* **Text**
In recent times, you will no doubt have seen lots of discussion about the outbreak of the Ebola virus disease in parts of Africa. Although not particularly well-known, Ebola is one of the deadliest viruses known to man and it brings with it a huge set of incredible problems.
Although many are overreacting to the current situation with regards to the potential of it being a global problem, it’s something worth knowing about. If you are looking to find out more about the Ebola virus and its parameters, then you have come to the right place.
What is the Ebola Virus?
Because of the role it plays in the hit horror movie 28 Days Later, the Ebola virus has a fearsome reputation among those who know about it. Therefore, the conception of what it can potentially do to us is terrifying, and although we might not turn into ravenous monsters due to the virus, it has some incredible terrifying traits.
Otherwise known as the Ebola Hemorrhagic Fever, it is a severe illness that has a fatality rate of up to 90% when it reaches outbreak phase. It’s most common outbreaks are in tropical locations, and small remote villages in Central and Western Africa.
How Does Ebola Transmit?
Transmission varies. It could range from animal to animal, animal to humans and humans to humans. Fruit Bats are considered to be the host of the virus by man, and with no specific treatments available, those who suffer from the virus require intense medical treatment and a lot of hope that they be in the 10% who survive.
Transmission across humans is usually through blood, organs or bodily fluids. Infections in Africa can come from infected animals like monkeys, porcupines or – as mentioned above – fruit bats. The main problem with the Ebola virus is that it can take up to twenty one days for the virus to be noticeable in a human. This is serious because the infected individual may have unintentionally infected others during the period of incubation, thus, making it difficult to control the disease.

* **Recorded data**

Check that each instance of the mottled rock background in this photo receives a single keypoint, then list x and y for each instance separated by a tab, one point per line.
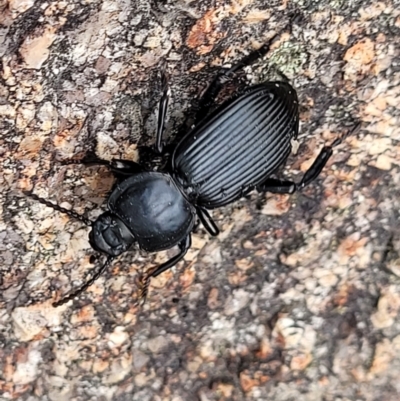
297	299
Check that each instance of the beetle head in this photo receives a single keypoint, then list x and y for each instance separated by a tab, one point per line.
110	235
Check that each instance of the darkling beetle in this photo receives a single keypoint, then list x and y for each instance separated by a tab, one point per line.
227	153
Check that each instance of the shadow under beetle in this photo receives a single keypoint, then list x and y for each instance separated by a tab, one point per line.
227	154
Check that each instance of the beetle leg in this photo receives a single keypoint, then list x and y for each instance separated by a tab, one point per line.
326	152
162	112
58	208
98	272
207	221
144	281
289	187
117	166
210	94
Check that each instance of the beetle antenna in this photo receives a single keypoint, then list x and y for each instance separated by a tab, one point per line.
54	206
86	285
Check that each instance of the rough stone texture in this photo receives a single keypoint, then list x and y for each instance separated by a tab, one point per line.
297	299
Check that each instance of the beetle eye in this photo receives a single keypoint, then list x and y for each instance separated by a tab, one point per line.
109	235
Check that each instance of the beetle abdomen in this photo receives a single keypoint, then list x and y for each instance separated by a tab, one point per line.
239	146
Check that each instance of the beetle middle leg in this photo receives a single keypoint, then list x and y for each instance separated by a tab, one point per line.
289	187
144	281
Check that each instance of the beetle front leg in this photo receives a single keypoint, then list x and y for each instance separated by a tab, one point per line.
162	113
117	166
211	93
144	281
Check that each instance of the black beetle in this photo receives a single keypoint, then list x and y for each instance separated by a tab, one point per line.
226	154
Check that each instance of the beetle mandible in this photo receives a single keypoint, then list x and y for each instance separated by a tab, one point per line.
227	153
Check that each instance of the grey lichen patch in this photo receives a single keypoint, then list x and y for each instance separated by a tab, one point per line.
288	59
323	4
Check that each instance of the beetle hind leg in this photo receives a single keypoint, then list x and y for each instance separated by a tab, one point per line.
144	281
207	221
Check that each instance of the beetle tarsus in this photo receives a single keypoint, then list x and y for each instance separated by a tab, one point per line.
144	281
85	285
289	187
207	221
162	113
58	208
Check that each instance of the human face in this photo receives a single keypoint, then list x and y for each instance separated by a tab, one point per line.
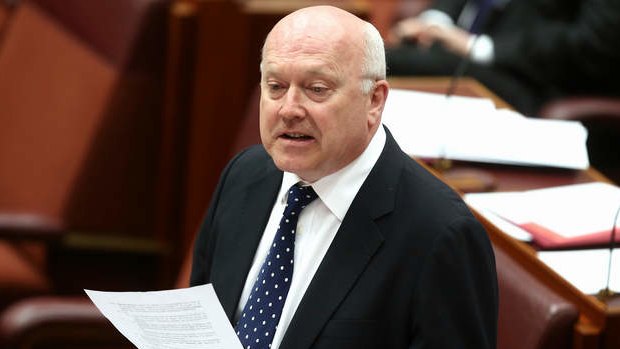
314	118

* **Problems and tasks**
**A)** In the Ebola article, how long can it take for the virus to become noticeable in a human?
**B)** Transcribe the Ebola article starting with "Otherwise known as" and going on through "Does Ebola Transmit?".
**C)** Pick up the Ebola article where it stops and continue writing it.

* **Set of answers**
**A)** Up to twenty one days.

**B)**
Otherwise known as the Ebola Hemorrhagic Fever, it is a severe illness that has a fatality rate of up to 90% when it reaches outbreak phase. It’s most common outbreaks are in tropical locations, and small remote villages in Central and Western Africa.
How Does Ebola Transmit?

**C)**
When did Ebola first appear?
The Ebola virus first appeared in 1976, when two outbreaks in Sudan and the Democratic Republic of Congo occurred simultaneously. The village that suffered in Congo, Yambuku, was situated next to the Ebola River. There are different forms of Ebola, and some have been found in the Phillippinnes and China. However, this different strain of the virus – Reston Ebolavirus – has no known casualties or illnesses within humans.
What does Ebola do?
The most common signs of the Ebola virus being present are muscle pains, sore throats, headaches, weakness, fever and vomiting. Hemorrhaging is also another known effect from being infected with the virus. Other symptoms include; impaired liver and kidney function, as well as low white blood cell counts. In short, the Ebola virus is very fatal in the absence of medical support or assistance and luck itself.
With no known cure at the moment, health organizations around the world are scrambling to contain the outbreak to ensure that it does as little damage as possible. The current outbreak of Ebola in West Africa is said to be the biggest outbreak since its history.